◆ What you have to do: Find the line holding "The required result" in the entries below. Give it again exactly, along with every line after it up to and including the line holding "box: [1139, 398, 1184, 460]".

◆ Working data:
⟨

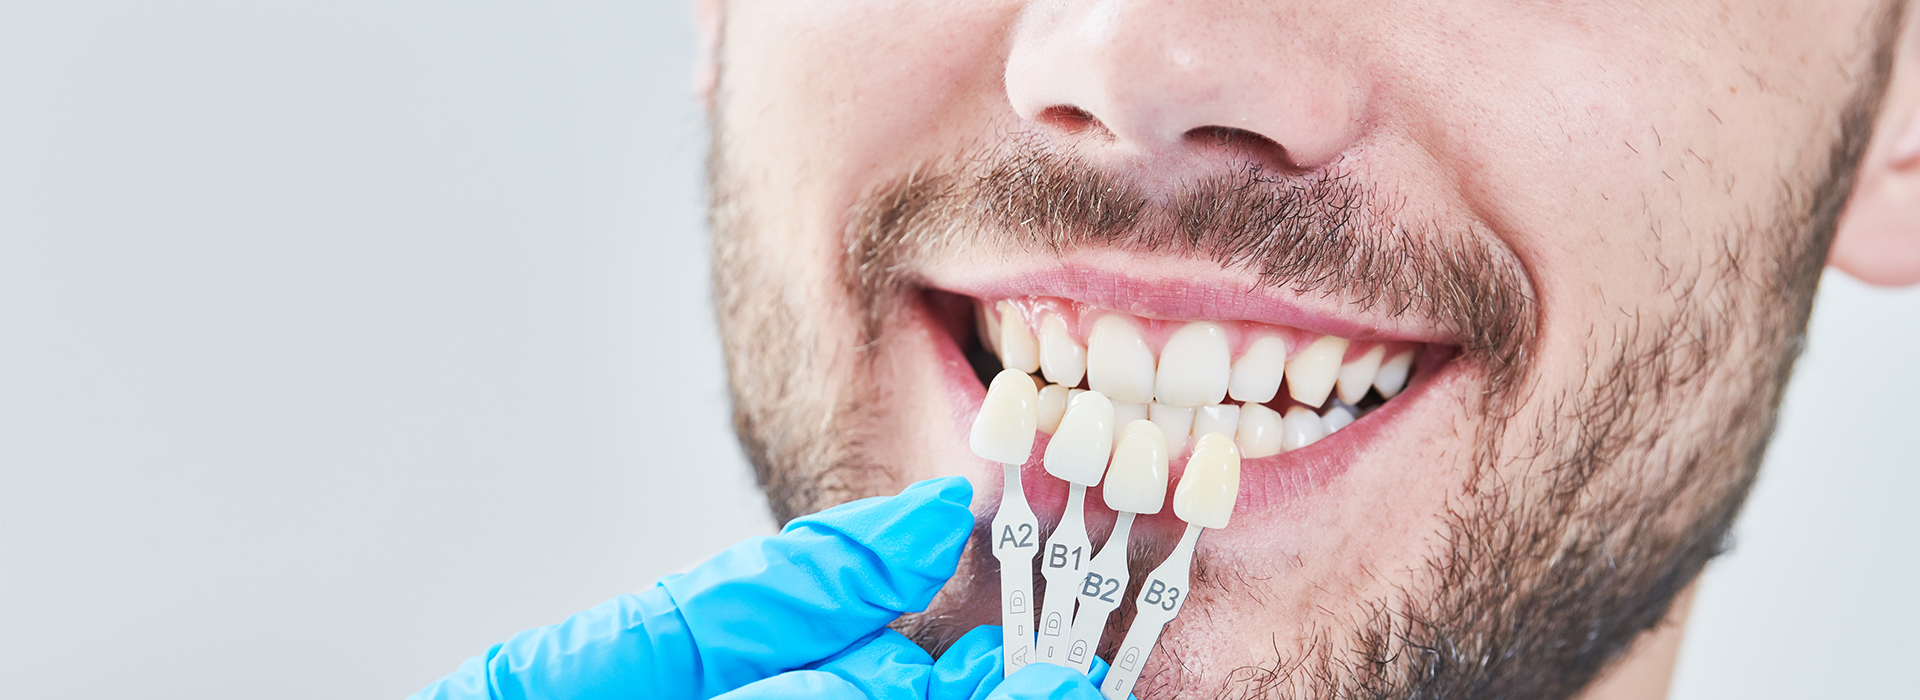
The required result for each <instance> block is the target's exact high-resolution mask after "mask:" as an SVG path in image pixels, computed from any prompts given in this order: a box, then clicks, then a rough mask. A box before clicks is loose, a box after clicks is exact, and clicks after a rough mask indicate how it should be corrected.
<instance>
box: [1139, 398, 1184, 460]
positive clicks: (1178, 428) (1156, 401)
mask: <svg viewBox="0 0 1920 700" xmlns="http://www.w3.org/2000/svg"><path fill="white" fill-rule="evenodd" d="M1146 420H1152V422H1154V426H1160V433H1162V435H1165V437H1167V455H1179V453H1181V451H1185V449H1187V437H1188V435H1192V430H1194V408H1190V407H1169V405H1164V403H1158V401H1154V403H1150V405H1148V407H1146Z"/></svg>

⟩
⟨

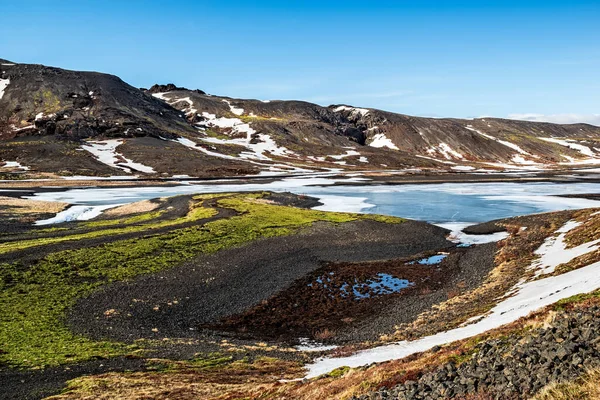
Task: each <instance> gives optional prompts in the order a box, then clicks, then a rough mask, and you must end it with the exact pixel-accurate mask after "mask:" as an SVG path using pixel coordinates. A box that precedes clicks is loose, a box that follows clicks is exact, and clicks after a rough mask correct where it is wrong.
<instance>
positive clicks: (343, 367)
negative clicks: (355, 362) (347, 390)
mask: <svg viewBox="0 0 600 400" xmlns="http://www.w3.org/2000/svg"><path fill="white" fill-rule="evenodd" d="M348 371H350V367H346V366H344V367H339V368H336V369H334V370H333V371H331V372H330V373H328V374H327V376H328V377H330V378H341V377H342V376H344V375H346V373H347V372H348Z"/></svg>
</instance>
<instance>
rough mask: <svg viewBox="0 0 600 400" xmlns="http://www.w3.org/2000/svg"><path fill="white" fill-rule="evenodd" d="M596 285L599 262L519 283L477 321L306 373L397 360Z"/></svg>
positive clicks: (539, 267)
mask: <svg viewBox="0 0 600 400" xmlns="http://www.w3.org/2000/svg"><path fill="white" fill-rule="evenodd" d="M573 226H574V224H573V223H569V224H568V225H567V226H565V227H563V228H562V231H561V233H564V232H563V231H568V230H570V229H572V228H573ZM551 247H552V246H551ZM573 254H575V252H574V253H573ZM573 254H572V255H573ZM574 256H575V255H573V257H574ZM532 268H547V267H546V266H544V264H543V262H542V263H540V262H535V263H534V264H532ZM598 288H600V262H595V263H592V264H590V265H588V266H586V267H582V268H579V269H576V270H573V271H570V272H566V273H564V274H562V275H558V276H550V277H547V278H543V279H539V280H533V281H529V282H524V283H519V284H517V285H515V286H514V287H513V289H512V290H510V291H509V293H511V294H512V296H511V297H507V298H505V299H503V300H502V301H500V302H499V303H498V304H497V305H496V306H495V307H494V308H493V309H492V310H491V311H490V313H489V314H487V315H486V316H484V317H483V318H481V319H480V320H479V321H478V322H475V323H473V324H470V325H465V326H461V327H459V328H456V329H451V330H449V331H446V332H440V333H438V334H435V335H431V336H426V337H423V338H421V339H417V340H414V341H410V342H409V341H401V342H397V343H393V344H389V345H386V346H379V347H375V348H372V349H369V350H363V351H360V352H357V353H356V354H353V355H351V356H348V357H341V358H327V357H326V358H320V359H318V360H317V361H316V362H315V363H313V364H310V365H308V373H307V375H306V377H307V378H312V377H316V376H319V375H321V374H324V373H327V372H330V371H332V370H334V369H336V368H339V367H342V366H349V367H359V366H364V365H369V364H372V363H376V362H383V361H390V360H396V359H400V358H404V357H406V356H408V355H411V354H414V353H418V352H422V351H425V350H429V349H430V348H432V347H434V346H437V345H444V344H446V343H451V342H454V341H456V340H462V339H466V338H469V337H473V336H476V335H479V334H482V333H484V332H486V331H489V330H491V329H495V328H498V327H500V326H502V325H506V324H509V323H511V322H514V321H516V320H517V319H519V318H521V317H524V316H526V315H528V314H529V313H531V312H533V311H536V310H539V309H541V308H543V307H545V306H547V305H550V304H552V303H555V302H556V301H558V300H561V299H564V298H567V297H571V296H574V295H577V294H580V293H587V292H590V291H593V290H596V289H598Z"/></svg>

⟩

◆ Result:
The required result for each <instance> block is the target's exact high-resolution mask after "mask:" as an SVG path in image pixels, computed from any prompts given in this order: a box, then clicks, then a rough mask. A box before clicks is loose, a box after clicks is exact, and clicks after a rough mask indicate how it should be corrected.
<instance>
box: [1139, 398, 1184, 460]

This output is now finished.